**WHAT THE TASK REQUIRES:** Only certain lines below are wanted: those starting at the line containing "# for each instance of the stack" and ending at the line containing "# for each instance of the tile", both included, each retyped exactly.

**EXERCISE INPUT:**
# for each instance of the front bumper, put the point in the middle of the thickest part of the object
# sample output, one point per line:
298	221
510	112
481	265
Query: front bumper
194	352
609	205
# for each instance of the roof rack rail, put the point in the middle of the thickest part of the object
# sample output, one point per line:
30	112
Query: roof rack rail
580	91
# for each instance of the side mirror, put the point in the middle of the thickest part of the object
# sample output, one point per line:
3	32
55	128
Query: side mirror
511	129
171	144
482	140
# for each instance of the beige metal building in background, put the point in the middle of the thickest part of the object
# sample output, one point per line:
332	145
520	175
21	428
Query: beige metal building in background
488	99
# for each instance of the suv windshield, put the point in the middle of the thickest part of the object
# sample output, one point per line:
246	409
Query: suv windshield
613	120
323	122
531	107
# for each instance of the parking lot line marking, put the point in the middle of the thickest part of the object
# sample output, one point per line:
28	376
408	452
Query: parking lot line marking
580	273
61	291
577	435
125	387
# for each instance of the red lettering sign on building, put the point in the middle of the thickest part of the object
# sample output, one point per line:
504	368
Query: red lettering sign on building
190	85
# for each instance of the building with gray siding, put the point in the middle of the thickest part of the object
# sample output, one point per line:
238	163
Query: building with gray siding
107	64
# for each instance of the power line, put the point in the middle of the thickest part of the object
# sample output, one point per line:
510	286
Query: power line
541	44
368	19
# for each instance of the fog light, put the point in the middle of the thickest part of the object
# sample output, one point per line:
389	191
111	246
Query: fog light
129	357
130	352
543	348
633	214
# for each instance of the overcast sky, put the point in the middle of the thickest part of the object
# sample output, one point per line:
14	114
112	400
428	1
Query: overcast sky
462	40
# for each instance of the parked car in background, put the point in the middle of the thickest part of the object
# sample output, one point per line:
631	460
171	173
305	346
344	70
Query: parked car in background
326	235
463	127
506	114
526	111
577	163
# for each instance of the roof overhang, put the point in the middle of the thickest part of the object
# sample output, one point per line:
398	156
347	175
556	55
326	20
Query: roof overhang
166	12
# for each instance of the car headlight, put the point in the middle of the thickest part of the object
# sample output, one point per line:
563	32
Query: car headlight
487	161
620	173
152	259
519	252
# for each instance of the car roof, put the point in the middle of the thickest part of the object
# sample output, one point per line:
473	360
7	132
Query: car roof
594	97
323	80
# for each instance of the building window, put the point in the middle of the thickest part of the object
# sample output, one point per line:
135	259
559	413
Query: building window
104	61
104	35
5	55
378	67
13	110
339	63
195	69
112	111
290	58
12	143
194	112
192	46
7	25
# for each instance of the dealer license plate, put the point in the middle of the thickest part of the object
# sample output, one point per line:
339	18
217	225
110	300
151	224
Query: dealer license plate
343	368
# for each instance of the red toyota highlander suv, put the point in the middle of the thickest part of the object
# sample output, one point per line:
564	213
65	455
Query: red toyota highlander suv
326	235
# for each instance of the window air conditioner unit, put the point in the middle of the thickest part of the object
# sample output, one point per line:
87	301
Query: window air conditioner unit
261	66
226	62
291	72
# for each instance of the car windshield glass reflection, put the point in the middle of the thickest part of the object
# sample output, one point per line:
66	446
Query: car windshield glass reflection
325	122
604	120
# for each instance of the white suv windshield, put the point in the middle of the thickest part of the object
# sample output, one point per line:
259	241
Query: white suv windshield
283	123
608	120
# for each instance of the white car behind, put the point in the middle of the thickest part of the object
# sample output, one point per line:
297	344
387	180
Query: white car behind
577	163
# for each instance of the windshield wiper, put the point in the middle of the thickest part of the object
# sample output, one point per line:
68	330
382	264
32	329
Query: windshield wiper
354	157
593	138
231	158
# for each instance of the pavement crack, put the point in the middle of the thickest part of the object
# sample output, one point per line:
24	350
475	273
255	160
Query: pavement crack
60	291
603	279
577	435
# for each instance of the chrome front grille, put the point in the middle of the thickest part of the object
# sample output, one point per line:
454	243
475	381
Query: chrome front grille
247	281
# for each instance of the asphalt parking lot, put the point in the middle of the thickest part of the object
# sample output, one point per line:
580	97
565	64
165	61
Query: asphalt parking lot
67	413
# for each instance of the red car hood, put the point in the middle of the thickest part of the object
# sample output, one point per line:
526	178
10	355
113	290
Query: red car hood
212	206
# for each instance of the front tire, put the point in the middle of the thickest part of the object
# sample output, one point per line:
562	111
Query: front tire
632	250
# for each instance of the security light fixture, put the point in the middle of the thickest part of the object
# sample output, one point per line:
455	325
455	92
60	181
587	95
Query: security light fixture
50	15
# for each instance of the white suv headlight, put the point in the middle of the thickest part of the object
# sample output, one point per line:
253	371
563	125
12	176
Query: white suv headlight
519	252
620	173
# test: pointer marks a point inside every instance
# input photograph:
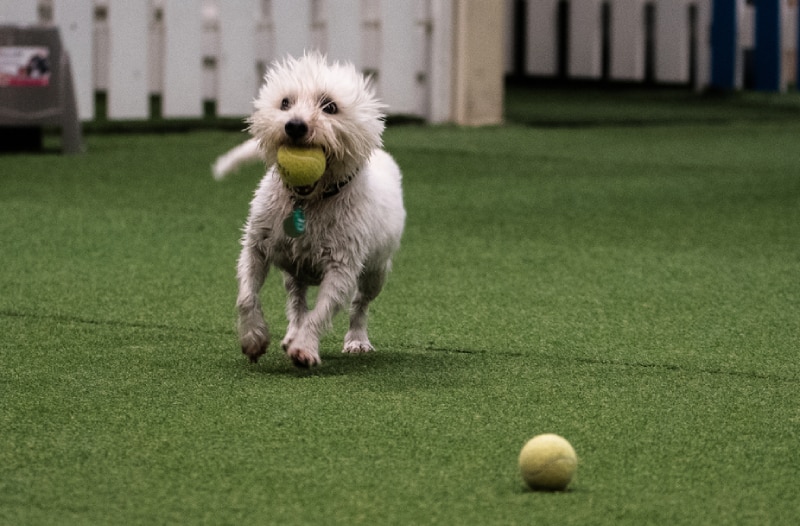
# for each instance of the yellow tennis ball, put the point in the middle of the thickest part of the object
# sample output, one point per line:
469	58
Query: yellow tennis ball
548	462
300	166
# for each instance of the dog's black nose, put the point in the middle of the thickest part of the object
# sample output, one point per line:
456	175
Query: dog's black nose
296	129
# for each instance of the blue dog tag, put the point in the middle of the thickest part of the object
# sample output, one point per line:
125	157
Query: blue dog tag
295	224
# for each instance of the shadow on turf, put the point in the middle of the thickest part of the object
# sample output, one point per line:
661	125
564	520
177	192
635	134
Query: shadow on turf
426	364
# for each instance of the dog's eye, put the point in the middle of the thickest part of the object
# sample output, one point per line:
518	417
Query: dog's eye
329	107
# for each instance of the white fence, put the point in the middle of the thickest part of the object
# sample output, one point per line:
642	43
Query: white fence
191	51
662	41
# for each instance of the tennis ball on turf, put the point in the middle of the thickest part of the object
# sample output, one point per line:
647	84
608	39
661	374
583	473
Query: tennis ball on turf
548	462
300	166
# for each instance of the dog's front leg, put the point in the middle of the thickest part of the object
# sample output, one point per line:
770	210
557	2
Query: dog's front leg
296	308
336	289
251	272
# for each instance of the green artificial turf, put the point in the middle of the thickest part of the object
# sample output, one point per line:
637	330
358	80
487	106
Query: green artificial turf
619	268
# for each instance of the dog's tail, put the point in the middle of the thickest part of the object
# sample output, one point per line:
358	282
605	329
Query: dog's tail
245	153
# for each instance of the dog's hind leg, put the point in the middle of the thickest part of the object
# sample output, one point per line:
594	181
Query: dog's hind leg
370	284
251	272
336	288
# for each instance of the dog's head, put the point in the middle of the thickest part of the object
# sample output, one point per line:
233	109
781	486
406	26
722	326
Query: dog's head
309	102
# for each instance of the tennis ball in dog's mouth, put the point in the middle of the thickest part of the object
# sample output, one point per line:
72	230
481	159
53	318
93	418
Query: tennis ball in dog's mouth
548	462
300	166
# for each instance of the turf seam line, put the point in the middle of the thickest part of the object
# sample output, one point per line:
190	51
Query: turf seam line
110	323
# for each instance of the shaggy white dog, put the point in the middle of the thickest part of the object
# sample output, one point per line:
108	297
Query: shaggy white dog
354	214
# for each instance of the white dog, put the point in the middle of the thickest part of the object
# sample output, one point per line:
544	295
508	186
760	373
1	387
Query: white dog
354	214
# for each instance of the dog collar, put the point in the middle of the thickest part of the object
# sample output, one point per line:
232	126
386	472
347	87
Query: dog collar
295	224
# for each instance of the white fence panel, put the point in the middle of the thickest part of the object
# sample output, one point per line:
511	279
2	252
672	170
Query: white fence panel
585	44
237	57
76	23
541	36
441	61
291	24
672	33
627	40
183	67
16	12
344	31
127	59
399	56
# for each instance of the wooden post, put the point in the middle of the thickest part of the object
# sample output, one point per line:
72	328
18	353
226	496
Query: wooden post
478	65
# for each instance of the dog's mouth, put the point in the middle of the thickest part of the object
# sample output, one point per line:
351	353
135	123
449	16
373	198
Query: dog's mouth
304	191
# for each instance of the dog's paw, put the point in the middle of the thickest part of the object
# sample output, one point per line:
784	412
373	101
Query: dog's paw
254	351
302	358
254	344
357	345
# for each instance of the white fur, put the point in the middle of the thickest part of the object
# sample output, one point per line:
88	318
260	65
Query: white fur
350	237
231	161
==
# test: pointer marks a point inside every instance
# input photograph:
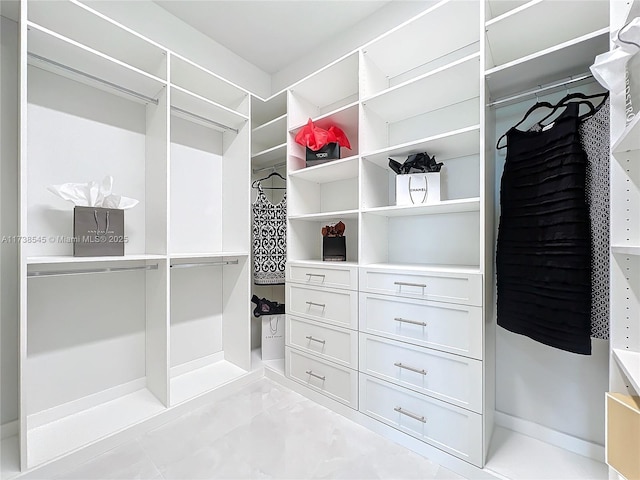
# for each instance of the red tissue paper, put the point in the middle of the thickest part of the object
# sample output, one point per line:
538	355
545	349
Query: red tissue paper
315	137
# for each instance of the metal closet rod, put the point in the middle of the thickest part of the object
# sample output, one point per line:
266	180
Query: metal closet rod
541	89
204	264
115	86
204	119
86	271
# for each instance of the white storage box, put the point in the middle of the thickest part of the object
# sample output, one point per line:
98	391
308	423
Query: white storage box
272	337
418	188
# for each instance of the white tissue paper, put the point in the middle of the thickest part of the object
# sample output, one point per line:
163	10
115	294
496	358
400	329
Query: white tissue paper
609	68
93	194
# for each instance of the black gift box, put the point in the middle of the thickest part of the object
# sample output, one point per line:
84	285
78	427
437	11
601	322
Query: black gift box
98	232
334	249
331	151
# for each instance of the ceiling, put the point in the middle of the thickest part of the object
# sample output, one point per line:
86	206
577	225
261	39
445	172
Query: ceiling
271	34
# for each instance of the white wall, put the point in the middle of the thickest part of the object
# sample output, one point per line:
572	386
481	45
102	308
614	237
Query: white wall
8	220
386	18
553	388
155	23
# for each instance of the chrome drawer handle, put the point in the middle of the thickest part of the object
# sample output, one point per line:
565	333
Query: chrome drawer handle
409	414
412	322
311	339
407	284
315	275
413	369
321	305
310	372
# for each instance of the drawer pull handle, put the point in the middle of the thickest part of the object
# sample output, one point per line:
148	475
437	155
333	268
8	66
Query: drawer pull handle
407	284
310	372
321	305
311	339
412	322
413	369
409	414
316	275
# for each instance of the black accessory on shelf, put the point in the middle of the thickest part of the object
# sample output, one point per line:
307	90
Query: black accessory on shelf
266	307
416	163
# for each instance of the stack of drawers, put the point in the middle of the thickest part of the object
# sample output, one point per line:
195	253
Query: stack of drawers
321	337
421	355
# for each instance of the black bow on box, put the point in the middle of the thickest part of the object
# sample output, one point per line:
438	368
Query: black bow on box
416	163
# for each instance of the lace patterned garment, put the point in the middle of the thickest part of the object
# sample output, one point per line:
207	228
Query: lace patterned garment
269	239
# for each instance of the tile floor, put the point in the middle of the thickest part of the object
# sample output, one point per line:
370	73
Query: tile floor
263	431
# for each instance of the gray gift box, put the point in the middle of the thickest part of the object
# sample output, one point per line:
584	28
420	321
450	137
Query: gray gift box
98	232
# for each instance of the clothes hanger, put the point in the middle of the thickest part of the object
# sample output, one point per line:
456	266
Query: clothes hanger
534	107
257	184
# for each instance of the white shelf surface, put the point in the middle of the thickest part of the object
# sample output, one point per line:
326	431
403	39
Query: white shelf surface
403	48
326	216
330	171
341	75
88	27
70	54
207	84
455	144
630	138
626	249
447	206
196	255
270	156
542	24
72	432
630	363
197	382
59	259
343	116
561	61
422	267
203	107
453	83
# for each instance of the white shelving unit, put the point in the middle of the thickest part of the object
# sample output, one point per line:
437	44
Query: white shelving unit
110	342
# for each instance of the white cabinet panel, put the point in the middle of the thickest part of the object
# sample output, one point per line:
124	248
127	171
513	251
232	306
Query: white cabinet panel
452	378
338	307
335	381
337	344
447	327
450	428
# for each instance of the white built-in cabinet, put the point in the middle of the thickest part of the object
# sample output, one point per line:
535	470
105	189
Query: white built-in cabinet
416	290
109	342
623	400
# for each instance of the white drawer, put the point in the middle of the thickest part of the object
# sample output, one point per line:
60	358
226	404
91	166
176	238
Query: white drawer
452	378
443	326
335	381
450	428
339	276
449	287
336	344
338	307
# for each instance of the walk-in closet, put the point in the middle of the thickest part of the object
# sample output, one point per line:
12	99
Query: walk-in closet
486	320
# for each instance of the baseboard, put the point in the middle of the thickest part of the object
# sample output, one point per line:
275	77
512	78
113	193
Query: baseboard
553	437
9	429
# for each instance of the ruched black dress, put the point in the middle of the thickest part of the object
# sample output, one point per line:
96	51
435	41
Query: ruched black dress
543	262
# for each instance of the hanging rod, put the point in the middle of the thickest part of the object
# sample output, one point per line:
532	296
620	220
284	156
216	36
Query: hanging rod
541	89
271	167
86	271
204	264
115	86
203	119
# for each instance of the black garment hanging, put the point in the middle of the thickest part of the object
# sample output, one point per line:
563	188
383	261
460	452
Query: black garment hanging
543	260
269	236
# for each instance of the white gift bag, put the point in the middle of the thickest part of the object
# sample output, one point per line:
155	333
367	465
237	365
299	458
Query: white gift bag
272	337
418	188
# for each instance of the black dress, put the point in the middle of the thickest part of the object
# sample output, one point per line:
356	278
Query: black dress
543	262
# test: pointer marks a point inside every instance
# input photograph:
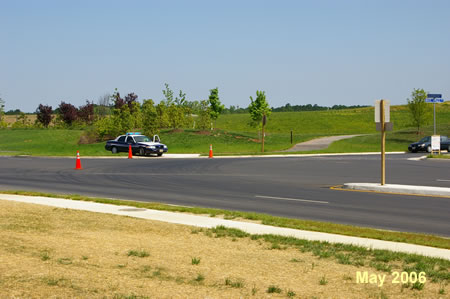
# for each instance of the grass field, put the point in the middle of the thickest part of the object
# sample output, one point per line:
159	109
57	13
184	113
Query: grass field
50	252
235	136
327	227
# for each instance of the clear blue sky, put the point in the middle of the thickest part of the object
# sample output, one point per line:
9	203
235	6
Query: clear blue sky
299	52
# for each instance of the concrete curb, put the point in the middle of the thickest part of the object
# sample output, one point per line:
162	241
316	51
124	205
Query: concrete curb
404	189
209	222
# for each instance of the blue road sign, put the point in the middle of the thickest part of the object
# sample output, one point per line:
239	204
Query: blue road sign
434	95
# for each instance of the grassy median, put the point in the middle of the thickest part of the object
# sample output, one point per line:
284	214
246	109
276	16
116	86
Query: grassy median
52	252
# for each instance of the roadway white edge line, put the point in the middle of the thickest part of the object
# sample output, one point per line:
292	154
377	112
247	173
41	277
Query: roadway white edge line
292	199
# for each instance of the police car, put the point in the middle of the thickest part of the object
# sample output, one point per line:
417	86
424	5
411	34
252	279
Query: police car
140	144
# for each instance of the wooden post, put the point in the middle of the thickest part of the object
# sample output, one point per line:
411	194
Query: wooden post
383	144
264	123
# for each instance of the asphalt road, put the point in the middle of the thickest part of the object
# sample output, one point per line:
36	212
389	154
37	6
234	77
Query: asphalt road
--
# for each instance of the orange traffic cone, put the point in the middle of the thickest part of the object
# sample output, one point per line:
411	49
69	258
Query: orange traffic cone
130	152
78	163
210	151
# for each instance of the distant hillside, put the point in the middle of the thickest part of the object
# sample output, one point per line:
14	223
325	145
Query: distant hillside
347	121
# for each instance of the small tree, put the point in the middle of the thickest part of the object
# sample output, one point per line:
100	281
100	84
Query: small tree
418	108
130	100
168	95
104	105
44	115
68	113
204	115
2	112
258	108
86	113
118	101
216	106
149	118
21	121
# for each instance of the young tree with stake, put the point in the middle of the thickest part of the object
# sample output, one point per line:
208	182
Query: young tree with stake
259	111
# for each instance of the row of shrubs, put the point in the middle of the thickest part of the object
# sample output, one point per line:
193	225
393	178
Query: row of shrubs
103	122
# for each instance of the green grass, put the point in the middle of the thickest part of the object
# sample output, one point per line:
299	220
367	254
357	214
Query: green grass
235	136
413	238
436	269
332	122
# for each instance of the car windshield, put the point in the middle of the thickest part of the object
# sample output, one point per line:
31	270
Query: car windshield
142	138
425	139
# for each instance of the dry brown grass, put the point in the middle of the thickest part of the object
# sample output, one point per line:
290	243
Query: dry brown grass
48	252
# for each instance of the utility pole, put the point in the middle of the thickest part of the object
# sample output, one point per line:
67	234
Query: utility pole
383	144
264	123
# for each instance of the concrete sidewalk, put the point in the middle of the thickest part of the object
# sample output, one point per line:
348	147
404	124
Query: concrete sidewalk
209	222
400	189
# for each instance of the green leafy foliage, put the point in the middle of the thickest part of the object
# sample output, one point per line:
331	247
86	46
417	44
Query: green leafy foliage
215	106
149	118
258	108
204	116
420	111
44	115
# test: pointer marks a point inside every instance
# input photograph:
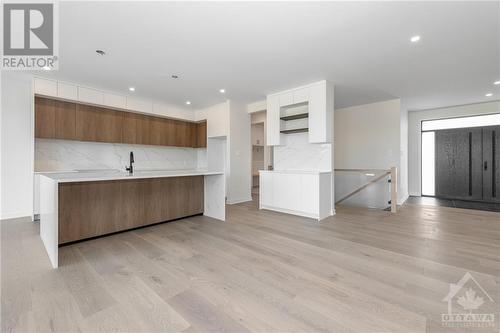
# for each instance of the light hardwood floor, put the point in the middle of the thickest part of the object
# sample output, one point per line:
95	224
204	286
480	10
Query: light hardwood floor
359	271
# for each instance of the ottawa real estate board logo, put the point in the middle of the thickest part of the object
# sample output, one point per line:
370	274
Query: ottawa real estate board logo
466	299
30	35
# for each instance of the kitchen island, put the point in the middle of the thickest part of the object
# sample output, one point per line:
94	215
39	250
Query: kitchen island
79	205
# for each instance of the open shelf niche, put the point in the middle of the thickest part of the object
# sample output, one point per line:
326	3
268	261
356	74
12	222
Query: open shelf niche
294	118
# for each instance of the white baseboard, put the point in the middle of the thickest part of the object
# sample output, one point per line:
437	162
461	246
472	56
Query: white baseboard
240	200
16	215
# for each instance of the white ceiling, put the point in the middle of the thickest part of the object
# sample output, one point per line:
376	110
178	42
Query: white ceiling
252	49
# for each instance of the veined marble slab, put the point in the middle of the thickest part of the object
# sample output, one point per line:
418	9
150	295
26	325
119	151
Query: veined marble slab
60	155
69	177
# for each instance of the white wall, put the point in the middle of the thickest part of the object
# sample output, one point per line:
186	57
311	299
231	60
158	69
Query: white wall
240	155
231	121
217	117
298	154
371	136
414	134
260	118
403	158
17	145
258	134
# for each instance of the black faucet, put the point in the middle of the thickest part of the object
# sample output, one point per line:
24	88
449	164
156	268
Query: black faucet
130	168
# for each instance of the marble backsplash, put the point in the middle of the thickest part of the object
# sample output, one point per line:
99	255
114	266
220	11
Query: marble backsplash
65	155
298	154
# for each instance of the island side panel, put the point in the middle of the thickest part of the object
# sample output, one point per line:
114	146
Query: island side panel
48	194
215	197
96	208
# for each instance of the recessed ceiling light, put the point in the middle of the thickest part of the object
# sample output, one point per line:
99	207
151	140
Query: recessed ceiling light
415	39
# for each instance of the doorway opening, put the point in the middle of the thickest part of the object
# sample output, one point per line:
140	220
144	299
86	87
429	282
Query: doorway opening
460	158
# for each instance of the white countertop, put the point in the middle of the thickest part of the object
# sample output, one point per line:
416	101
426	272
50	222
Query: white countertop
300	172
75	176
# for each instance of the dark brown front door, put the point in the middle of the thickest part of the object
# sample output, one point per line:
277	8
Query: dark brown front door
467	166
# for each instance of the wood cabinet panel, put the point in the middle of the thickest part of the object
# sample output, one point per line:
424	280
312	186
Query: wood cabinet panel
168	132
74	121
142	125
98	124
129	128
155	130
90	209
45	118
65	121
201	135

**WRITTEN RESPONSE:**
# for each instance of the stack of drawers, put the point in the middle of the thickest part of the object
# sample output, one point per line:
195	253
Query: stack of drawers
321	337
421	355
# for each instance of the black bow on box, put the point in the middle of the thickest part of the object
# sample output, one point per line:
438	368
Query: black bow on box
416	163
# for each instance of the lace patterned garment, put the point in the middle of the thickest part of the object
# sample output, one point per line:
207	228
Query: lace patterned garment
269	239
# for each instance of the tile floor, put the point in the middle of the thickest part of the object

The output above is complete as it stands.